*** Data to examine ***

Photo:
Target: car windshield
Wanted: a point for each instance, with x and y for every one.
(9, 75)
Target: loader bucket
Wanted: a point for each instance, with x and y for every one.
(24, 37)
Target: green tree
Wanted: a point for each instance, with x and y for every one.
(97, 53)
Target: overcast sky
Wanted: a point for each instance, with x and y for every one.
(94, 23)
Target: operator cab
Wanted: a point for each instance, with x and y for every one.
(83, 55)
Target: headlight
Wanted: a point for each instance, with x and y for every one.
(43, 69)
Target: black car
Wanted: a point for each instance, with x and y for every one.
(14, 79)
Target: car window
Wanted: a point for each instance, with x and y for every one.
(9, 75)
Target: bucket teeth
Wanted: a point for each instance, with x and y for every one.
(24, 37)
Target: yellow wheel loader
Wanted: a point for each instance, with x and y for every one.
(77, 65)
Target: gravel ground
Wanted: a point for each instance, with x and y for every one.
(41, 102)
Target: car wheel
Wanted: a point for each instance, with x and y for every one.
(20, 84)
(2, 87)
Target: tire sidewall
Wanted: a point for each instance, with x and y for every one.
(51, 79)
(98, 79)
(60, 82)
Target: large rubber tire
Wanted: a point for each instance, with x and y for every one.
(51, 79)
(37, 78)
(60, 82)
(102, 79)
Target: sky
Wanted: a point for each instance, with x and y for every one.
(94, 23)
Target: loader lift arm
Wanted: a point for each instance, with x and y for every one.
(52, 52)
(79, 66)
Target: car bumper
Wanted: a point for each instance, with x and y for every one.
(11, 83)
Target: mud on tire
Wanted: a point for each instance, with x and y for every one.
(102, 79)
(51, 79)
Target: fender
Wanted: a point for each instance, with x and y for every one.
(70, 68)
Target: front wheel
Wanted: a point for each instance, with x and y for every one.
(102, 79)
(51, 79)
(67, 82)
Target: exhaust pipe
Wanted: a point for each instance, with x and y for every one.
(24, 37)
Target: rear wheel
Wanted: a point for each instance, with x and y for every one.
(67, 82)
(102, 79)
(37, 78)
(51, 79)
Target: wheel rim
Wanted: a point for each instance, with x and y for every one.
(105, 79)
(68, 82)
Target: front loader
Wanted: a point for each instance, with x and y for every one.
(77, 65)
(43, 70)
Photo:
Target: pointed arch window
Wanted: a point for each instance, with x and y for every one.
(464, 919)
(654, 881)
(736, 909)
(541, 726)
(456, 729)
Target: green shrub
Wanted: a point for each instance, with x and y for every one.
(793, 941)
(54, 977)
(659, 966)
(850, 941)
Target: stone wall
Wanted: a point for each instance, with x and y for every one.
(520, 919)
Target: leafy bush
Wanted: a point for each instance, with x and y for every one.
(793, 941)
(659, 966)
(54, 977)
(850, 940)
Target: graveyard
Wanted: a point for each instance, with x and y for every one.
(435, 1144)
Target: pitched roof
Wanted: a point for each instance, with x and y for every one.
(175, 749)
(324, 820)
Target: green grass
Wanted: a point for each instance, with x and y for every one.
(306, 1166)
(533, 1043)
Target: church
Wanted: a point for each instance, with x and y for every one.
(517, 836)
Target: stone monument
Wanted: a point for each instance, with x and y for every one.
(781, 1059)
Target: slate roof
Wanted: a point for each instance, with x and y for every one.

*** End of Data to examine ***

• [Required work]
Extract from the records above the lines from the one containing "Target: headlight" to the one containing "Target: large rubber tire", both lines included, exactly as they appear and with nothing else.

• [Task output]
Target: headlight
Wanted: a point for each instance, with x and y for every one.
(43, 69)
Target: black car
Wanted: a point for each instance, with x and y for every one.
(14, 79)
Target: car window
Wanted: a point for each instance, with x and y for every one.
(9, 75)
Target: bucket teeth
Wanted: a point for each instance, with x and y for every one.
(24, 37)
Target: yellow wheel loader
Wanted: a point for each instance, with x and y for every one.
(77, 65)
Target: gravel ground
Wanted: a point for each instance, with x and y for every one.
(41, 102)
Target: car wheel
Wanted: a point for each instance, with x and y for every one.
(20, 84)
(2, 87)
Target: tire sidewall
Wanted: a point for each instance, with x and y for every one.
(51, 79)
(98, 79)
(60, 82)
Target: large rubber tire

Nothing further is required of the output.